Extracted text:
Threads without Locks

Russ Cox

http://swtch.com/~rsc/talks/

Second International Plan 9 Workshop

December 2007

Introduction

Two popular camps for designing concurrent programs.

Threads with locks
- Birrell, “An introduction to programming with threads”
Top-level select loops with events
- Ousterhout, “Why threads are a bad idea (for most purposes)”

Should we use threads or events?

Andrew Birrell: threads.
John Ousterhout: events.
John DeTreville: no.
Rob Pike: yes.

Bell Labs approach: threads and events.

Squeak, Newsqueak, Alef, Limbo

Threads vs. Events

Drawbacks of threads (Ousterhout):

synchronization, deadlock, hard to debug
library layering, callbacks complicated by locks
good performance is hard, threads not well supported
“often don't want concurrency anyway”

Drawbacks of events (Ousterhout):

long-running handlers make apps non-responsive
can't maintain local state across events
no CPU concurrency
event-driven I/O not always well supported

Actually drawbacks of locks and top-level select loops!

The “Plan 9” Way: Threads and Events

Model:

Each thread maintains private, local state.
Threads interact by communication (messages, aka events).
No mutable global variables.
Thread creation, context switch, message sends are very cheap
Shared data sits behind protocol-serving threads

Benefits:

no locking problems
can maintain local state across events
can use CPU concurrency
long-running handlers don't stop other threads
don't need event-driven I/O support

Talk content

At the end, I hope you understand:

why “threads vs. events” is a nonsensical question
how to think about programming threads using events
how to use threads with events to build simple programs
some of the flavor of Newsqueak, Alef, and Limbo programs
some of the history behind the Bell Labs approach to concurrency

For more information:

lots of links throughout talk (in red)
talk is online; click on the links
http://swtch.com/~rsc/talks/threads07/

Outline

Introduction and motivation

Primitives

Examples

venti indexer
publish/subscribe

Comparison with locking, select loops

History and related topics

Cooperative (non-preemptive) scheduling

Primitives

Pseudocode in this talk

Essential syntax common to Newsqueak, Alef, Limbo
Translation to C and libthread at end.

Process creation

proc f(x, y, z)
- Creates new proc (thread) executing f(x, y, z).

Channel: the communication abstraction

chan of int
- Unidirectional channel for sending and receiving ints.
c = chan of int
- Allocate unbuffered channel
c = chan[5] of int
- Allocate buffered channel (queue)

Primitives - send and receive

Send

c <-= x;
- Send the value x on c.

Dataset:

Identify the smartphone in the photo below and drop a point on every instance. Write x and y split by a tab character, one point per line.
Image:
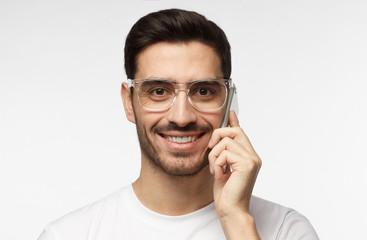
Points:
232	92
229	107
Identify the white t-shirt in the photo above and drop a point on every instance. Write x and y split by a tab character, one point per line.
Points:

...

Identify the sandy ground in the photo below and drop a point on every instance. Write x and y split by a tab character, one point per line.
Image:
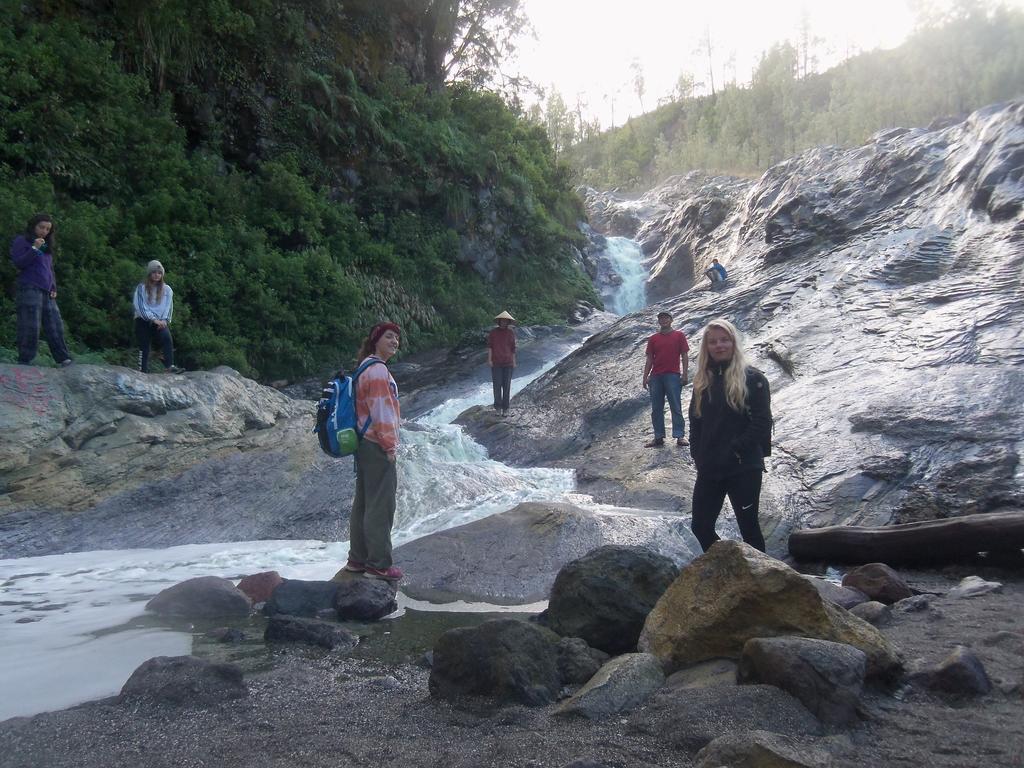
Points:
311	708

Task instructions:
• A. Using the threads-without-locks talk above, decide whether each statement agrees with it and answer yes or no, quoting the deciding words. (i) In the Plan 9 model, threads interact by sharing mutable global variables. (ii) The talk lists "no CPU concurrency" among Ousterhout's drawbacks of events. (iii) The expression c = chan[5] of int allocates an unbuffered channel.
• B. Pick up the threads-without-locks talk after its last line and continue it in the same slide style.

Answers to each task:
• A.
(i) No: "Threads interact by communication (messages, aka events)." and "No mutable global variables."
(ii) Yes: under "Drawbacks of events (Ousterhout):" the talk lists "no CPU concurrency".
(iii) No: "c = chan[5] of int" is followed by "- Allocate buffered channel (queue)".

• B.
Receive

x = <-c;
- Receive a value from c and assign it to x.

Semantics:

Guaranteed in-order delivery.
Receive blocks until there is data to receive.
Send on unbuffered channel blocks until receiver comes along.
Send on buffered channel blocks until data is placed in buffer.
Multiple readers, multiple writers okay.

Primitives - alt

Alt (aka select)

    alt {
    x = <-c1:
        print("received %d from c1\n", x);
    c2 <-= y:
        print("sent %d to c2\n", y);
    }

Blocks until at least one of the communcations can proceed.
Executes one of the possible communications followed by its code block.
Advanced form: cond && c <-= y only eligible when cond is true.

Warm-up: concurrent prime sieve (McIlroy)

Can generate primes using a pipeline of procs.

    p = receive from left neighbor
    print p
    loop:
        x = receive from left neighbor
        if (p does not divide x)
            send x to right neighbor

Generating process sends 2, 3, 4, 5, 6, ... to leftmost proc.

Warm-up: code

Implementation in our pseudo-language.

    filter(c: chan of int)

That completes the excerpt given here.